Dataset excerpts on object pointing:
>> BEGIN
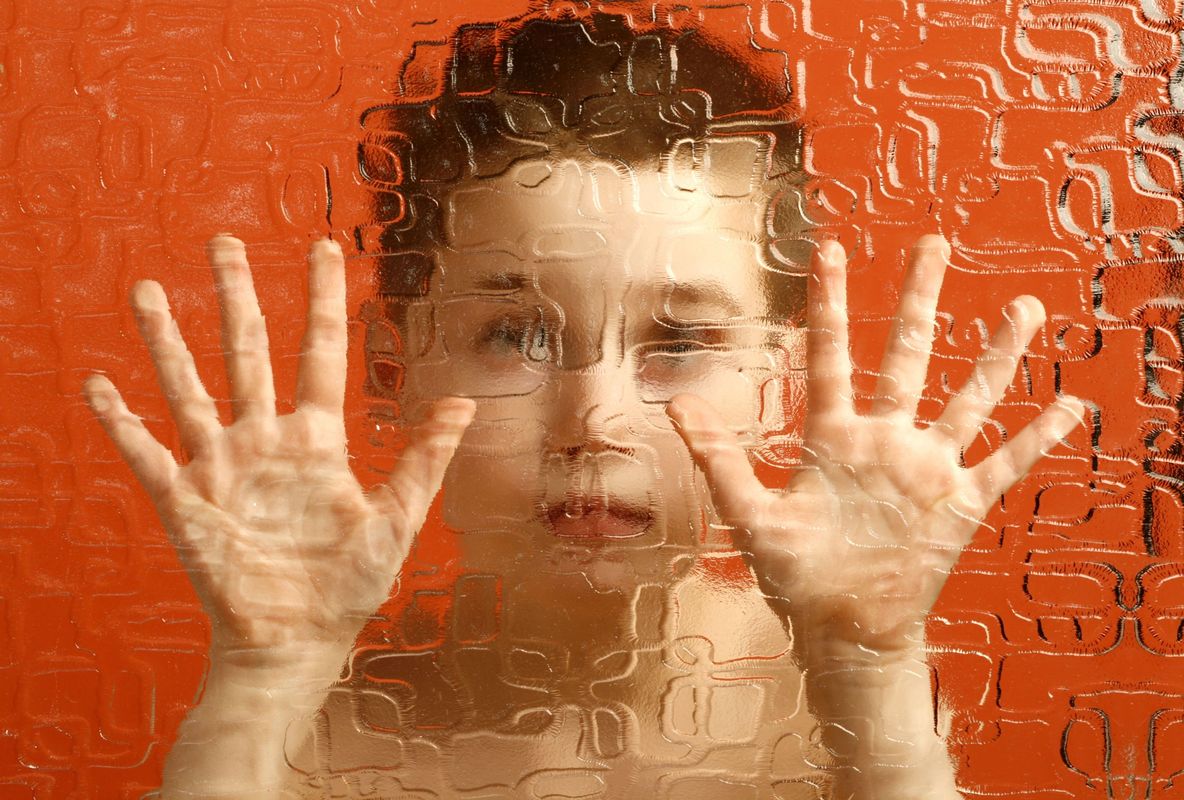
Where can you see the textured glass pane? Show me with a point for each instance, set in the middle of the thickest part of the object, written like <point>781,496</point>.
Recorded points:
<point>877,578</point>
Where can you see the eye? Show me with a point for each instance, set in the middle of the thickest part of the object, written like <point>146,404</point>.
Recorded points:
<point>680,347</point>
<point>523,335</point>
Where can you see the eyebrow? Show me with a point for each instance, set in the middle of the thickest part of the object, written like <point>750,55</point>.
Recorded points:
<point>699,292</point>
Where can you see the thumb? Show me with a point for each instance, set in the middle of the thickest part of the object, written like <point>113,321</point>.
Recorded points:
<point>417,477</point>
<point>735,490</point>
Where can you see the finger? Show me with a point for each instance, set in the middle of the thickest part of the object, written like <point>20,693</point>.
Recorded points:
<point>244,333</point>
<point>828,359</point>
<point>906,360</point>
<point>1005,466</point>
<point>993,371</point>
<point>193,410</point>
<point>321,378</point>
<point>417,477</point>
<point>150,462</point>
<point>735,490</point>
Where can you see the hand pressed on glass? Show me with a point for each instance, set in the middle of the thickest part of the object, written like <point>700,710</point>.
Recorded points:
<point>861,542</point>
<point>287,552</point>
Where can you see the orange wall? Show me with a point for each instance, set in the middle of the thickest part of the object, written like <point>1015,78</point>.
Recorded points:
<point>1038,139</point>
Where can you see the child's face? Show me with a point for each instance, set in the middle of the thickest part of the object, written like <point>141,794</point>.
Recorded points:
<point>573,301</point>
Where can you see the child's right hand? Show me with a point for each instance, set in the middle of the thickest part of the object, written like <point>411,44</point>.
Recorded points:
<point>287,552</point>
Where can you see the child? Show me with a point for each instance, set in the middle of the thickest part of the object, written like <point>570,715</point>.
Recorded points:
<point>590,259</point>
>> END
* **Directions for this task**
Retype all of the lines above exactly as they appear, leaving out the pictures.

* **Final answer**
Where can you see the textured glass pane? Show me with a point for each instance, set in the middle of the thickest part of the object, written like <point>781,496</point>.
Recorded points:
<point>877,578</point>
Where can you see the eye? Show me with a point for each instance, set in the middle of the thickest part of the object, written like <point>146,404</point>.
Recorded points:
<point>680,347</point>
<point>523,335</point>
Where can you see the eyebrow? Show me with a point for each instance, set in the middle of the thickest part of the object, written like <point>750,55</point>.
Recorded points:
<point>699,292</point>
Where can you see the thumb? Show me with a point for each instance, set in the middle of the thickest part of the object, written like <point>113,321</point>.
Recorded points:
<point>417,477</point>
<point>735,490</point>
Where can you see the finger? Show me with a point for each instance, set in the middle of the thickest part of the object, written like <point>20,693</point>.
Recorded points:
<point>244,333</point>
<point>828,359</point>
<point>906,360</point>
<point>1005,466</point>
<point>993,371</point>
<point>193,410</point>
<point>321,378</point>
<point>417,477</point>
<point>150,462</point>
<point>735,490</point>
Where can you see the hand pressed on glass? Show me with a point for each instance, set in the middle of the thickest part of the object, written like <point>700,710</point>.
Recorded points:
<point>861,542</point>
<point>287,552</point>
Where can you see the orange wall? Show me with a point for each instance, set in the middle of the thickest part of the object, written like <point>1015,78</point>.
Recorded points:
<point>1038,139</point>
Where can you see the child's face? Show me with a point for each instance, set in the middle of the thickest part of the object, written like <point>141,794</point>.
Recorded points:
<point>573,301</point>
Where can you see the child's right hand? Show me with a point for each instance, set in the middle of the thickest part of the object, written like <point>411,44</point>.
Recorded points:
<point>287,552</point>
Where can you see the child? Show me with a point for each instance, set in the middle of the thickest part of the object, written like <point>570,715</point>.
Recorded points:
<point>590,259</point>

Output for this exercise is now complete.